:: To do ::
1. How would you translate this sentence from the commentary on the electorate and television news into Spanish: "People have scoured the past for prior insanity but came up short."
2. Could you continue the commentary on the electorate and television news, picking up after its last sentence?

# start of Passage provided

If ever the American electorate went mad, this is the moment. People have scoured the past for prior insanity but came up short. The 1960s were close, considering Vietnam, the Nixon era and Watergate, not to forget the Generation Gap, a renewal of the Civil War’s “father against son, brother against brother”–not to mention the mothers and daughters in that mix.
But this age of ugly warfare is one that never seems to take a holiday. News coverage in the ‘60s was led by CBS News and Walter Cronkite, setting a standard for civil discourse amid the clamor of demonstrations, disruptions and internecine warfare.
Today, for the first time in televised communications, reasoned coverage like that of CNN steadily loses viewers while you’d think Fox was doing the Lord’s work: the channel of choice now for a generation that went to college but never learned to think, demands instant gratification, and has an attention span of two to three seconds at a whack. Fox is made for the likes them, with its steady drumbeat of vitriol against Democrats, liberals and Obama, all to the tune of “fair and balanced” news reportage.
The saving grace to all this is that their one-sided, vacuous rants lack one important thing–humor. And what better infusion into the dour body politic than Jon Stewart of “The Daily Show” and Stephen Colbert of “The Colbert Report” (last two “t’s” are silent).

# end of Passage provided
# start of Stored rows

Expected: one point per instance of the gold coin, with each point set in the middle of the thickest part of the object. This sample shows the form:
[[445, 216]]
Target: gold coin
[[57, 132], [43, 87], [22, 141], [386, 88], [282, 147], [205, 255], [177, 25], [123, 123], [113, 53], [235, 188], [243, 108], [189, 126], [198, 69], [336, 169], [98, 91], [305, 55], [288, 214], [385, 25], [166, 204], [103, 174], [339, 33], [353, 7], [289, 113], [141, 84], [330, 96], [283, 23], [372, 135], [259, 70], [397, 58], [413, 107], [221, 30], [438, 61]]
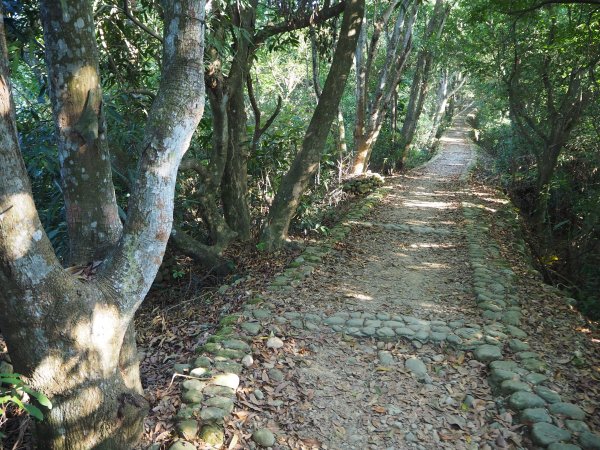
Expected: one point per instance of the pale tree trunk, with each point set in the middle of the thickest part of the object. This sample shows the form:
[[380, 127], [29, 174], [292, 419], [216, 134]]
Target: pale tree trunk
[[92, 220], [444, 94], [65, 334], [370, 117], [234, 185], [305, 164], [339, 133]]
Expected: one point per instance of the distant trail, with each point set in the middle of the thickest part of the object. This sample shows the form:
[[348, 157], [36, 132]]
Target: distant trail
[[387, 339], [399, 290]]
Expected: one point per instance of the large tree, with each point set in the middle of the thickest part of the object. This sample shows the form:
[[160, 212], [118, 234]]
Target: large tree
[[306, 161], [66, 333], [371, 104]]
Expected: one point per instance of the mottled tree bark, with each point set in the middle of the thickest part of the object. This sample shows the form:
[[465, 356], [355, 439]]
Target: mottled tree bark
[[66, 334], [72, 61], [305, 163], [444, 94], [369, 118], [420, 82]]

# end of Stored rows

:: Task answers ::
1. La gente ha escudriñado el pasado en busca de una locura anterior, pero no la encontró.

2.
Following Glenn Beck’s very self-indulgent grandstanding at the nation’s capital, comic relief is in order. There promises to be a bumper-crop turnout for this event at the same location featuring Stewart, currently the nation’s go-to guy for news that hits home, thanks to his expert lampooning of the stuffed shirts that comprise the political landscape; and Colbert, the faux conservative who accomplishes similar results by posturing from the other side of the political aisle.
If anything can lance the nation’s festering boil, or break the fever of Republican and Tea Party utterance that masquerades as truth, it’s these two from their high horses of comedy. Whatever they do on October 30, it stands to reduce to irrelevance America’s jackanape Reality Show in progress since the election of Obama.
Stewart typically delivers a revelatory expose of American politics merely by asking questions, juxtaposing current political rhetoric with prior statements by the same idiots, and follows it all with quick-witted, incisive barbs.
Colbert has the surface persona of a modern conservative windbag, from which emerges nightly the stupidity of their rhetoric, causing viewers to surmise that were modern Republicans real Republicans– and not the late, lame version–he might be one of them.
Everyone in the public eye is fair game for these merry pranksters, and none is above ridicule. The difference is that rightwingers don’t watch either show or, if they do, they don’t laugh, and for one reason only: they have no sense of humor–which speaks volumes about the paucity of modern conservatism. The litmus test is to view them and note one’s own reaction.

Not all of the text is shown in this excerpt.